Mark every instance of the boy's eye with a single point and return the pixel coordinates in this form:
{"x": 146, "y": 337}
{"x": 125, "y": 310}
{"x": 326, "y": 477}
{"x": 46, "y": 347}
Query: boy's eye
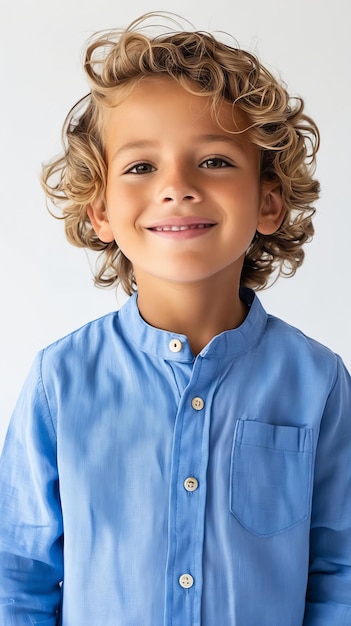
{"x": 215, "y": 163}
{"x": 141, "y": 168}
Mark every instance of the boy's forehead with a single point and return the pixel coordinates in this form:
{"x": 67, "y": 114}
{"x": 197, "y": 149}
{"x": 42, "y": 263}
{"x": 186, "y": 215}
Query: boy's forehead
{"x": 155, "y": 99}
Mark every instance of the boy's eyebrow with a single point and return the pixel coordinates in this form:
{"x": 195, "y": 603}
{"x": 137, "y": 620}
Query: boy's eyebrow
{"x": 148, "y": 143}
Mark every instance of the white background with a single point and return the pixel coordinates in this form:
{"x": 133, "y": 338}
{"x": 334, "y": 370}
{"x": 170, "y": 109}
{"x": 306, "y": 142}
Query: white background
{"x": 47, "y": 287}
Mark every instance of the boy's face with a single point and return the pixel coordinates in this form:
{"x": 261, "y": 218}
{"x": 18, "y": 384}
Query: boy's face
{"x": 183, "y": 196}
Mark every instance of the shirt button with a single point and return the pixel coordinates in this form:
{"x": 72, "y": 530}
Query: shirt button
{"x": 191, "y": 484}
{"x": 197, "y": 404}
{"x": 175, "y": 345}
{"x": 186, "y": 581}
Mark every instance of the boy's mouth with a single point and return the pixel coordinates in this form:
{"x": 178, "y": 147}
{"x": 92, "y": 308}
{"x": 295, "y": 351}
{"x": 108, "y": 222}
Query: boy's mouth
{"x": 189, "y": 225}
{"x": 174, "y": 228}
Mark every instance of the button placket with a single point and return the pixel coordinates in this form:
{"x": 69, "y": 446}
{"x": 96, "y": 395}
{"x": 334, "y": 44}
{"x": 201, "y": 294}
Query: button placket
{"x": 186, "y": 581}
{"x": 197, "y": 403}
{"x": 175, "y": 345}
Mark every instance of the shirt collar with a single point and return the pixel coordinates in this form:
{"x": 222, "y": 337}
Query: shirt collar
{"x": 175, "y": 346}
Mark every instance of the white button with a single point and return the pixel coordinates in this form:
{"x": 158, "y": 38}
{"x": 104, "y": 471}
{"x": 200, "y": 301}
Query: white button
{"x": 175, "y": 345}
{"x": 186, "y": 581}
{"x": 191, "y": 484}
{"x": 197, "y": 404}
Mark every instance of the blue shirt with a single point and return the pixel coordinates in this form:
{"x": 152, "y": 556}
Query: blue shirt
{"x": 168, "y": 490}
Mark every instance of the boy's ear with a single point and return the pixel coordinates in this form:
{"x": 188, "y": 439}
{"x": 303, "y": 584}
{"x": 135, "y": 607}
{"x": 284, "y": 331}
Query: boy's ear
{"x": 272, "y": 212}
{"x": 97, "y": 214}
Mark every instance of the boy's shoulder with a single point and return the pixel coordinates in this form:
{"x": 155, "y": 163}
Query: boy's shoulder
{"x": 86, "y": 337}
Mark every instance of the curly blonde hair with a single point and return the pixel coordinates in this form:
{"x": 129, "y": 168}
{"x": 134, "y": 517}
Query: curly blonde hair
{"x": 287, "y": 138}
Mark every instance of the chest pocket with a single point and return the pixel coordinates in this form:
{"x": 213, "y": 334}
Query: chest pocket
{"x": 271, "y": 476}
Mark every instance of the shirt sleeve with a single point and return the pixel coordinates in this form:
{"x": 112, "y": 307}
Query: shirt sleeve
{"x": 31, "y": 560}
{"x": 328, "y": 598}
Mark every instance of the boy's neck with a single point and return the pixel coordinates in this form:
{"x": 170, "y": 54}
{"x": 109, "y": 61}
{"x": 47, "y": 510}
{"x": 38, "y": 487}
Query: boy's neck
{"x": 196, "y": 310}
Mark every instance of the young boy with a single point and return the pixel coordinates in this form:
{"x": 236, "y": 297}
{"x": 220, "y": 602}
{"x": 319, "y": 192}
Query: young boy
{"x": 184, "y": 461}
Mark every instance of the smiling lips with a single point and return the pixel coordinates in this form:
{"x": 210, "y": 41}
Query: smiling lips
{"x": 181, "y": 228}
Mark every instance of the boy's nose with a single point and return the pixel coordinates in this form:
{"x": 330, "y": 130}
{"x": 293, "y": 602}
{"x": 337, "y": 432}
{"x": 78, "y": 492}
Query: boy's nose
{"x": 177, "y": 187}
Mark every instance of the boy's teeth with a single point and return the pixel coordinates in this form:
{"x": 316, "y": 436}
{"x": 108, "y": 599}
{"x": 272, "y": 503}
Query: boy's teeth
{"x": 178, "y": 228}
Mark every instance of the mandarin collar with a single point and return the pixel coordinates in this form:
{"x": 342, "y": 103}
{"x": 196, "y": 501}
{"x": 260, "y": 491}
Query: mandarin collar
{"x": 176, "y": 347}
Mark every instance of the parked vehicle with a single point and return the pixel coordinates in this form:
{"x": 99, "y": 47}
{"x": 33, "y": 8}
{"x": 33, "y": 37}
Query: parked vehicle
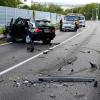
{"x": 19, "y": 29}
{"x": 42, "y": 30}
{"x": 70, "y": 22}
{"x": 82, "y": 21}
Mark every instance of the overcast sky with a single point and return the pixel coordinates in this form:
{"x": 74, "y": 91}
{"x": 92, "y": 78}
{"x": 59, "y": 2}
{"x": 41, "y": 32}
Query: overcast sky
{"x": 70, "y": 1}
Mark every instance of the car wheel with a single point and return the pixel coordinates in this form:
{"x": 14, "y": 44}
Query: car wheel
{"x": 46, "y": 41}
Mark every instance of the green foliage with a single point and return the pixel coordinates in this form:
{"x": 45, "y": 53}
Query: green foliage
{"x": 9, "y": 3}
{"x": 50, "y": 8}
{"x": 88, "y": 10}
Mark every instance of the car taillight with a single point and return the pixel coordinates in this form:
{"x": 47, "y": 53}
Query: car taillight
{"x": 38, "y": 30}
{"x": 53, "y": 30}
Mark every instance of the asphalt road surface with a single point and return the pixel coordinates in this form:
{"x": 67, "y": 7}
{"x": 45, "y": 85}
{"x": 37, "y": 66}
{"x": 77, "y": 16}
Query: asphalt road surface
{"x": 69, "y": 54}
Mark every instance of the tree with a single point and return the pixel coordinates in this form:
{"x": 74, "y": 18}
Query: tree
{"x": 55, "y": 9}
{"x": 10, "y": 3}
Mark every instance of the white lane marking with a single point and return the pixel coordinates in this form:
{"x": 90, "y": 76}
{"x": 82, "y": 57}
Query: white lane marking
{"x": 5, "y": 44}
{"x": 23, "y": 62}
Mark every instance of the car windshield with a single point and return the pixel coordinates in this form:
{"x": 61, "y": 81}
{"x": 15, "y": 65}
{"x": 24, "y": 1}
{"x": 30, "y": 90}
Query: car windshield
{"x": 70, "y": 18}
{"x": 43, "y": 23}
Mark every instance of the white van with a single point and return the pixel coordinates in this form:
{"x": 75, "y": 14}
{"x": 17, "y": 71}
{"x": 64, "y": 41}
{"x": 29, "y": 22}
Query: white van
{"x": 82, "y": 21}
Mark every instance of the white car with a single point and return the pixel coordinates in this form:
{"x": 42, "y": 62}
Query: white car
{"x": 82, "y": 21}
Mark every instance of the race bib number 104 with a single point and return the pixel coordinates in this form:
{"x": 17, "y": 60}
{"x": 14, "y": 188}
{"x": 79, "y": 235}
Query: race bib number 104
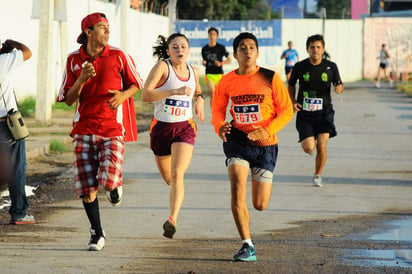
{"x": 247, "y": 114}
{"x": 176, "y": 107}
{"x": 312, "y": 104}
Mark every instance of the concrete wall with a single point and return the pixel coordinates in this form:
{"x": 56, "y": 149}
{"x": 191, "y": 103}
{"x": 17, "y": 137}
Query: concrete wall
{"x": 343, "y": 40}
{"x": 396, "y": 33}
{"x": 352, "y": 44}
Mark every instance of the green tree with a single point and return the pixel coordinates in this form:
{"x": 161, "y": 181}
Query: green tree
{"x": 335, "y": 9}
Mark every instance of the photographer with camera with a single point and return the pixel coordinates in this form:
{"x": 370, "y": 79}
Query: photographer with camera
{"x": 12, "y": 55}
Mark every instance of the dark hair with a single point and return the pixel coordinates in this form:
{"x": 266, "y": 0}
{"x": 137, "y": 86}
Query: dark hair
{"x": 213, "y": 29}
{"x": 162, "y": 44}
{"x": 313, "y": 38}
{"x": 242, "y": 36}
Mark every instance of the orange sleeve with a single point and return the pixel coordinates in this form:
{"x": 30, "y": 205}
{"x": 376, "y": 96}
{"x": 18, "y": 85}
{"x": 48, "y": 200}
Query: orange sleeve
{"x": 283, "y": 105}
{"x": 219, "y": 106}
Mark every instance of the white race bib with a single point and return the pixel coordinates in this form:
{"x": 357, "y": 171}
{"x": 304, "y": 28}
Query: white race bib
{"x": 175, "y": 107}
{"x": 312, "y": 104}
{"x": 247, "y": 114}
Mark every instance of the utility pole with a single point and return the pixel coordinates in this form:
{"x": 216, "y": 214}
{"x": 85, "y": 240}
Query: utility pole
{"x": 124, "y": 10}
{"x": 172, "y": 15}
{"x": 45, "y": 92}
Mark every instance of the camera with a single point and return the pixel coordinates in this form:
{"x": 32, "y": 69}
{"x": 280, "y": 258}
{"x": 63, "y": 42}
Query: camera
{"x": 6, "y": 48}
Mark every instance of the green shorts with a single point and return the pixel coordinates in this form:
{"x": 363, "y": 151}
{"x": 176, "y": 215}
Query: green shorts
{"x": 215, "y": 78}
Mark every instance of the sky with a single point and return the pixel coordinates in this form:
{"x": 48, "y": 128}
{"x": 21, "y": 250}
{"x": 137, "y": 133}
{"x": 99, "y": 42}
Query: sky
{"x": 293, "y": 8}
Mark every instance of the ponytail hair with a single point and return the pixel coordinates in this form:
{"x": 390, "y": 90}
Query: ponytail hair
{"x": 162, "y": 44}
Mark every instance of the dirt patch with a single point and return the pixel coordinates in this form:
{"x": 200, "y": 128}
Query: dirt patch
{"x": 43, "y": 173}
########
▶ **What you need to do**
From the entries above, restate word for word the lines from the line containing "Query: concrete wall" to the line containing "Mark every instance of the utility", both ends included, and nothing more.

▶ **Response to the exercise**
Query: concrete wall
{"x": 343, "y": 40}
{"x": 396, "y": 33}
{"x": 352, "y": 44}
Mark every instance of the green tree with a single point and return the pixel coordinates in this form:
{"x": 161, "y": 181}
Query: green tree
{"x": 335, "y": 9}
Mark every instance of the photographer with camera with a single point and return the pixel coordinates in this form:
{"x": 370, "y": 79}
Query: photographer with camera
{"x": 12, "y": 55}
Mark every instance of the dark hair with a single point and return the pixel coordinates in this form:
{"x": 266, "y": 0}
{"x": 137, "y": 86}
Query: dark hair
{"x": 213, "y": 29}
{"x": 162, "y": 44}
{"x": 313, "y": 38}
{"x": 242, "y": 36}
Mark every instance of the orange sleeve with a single point and return the pixel coordinates in this form:
{"x": 30, "y": 205}
{"x": 376, "y": 96}
{"x": 18, "y": 85}
{"x": 48, "y": 200}
Query: orange sleeve
{"x": 283, "y": 105}
{"x": 219, "y": 106}
Mark every instance of the white race bib with a single point and return the pixel coordinates in this form:
{"x": 357, "y": 171}
{"x": 304, "y": 28}
Query: white race bib
{"x": 175, "y": 107}
{"x": 312, "y": 104}
{"x": 247, "y": 114}
Mark every instance of the utility pole with a single point and return the pixel coordinates in this form:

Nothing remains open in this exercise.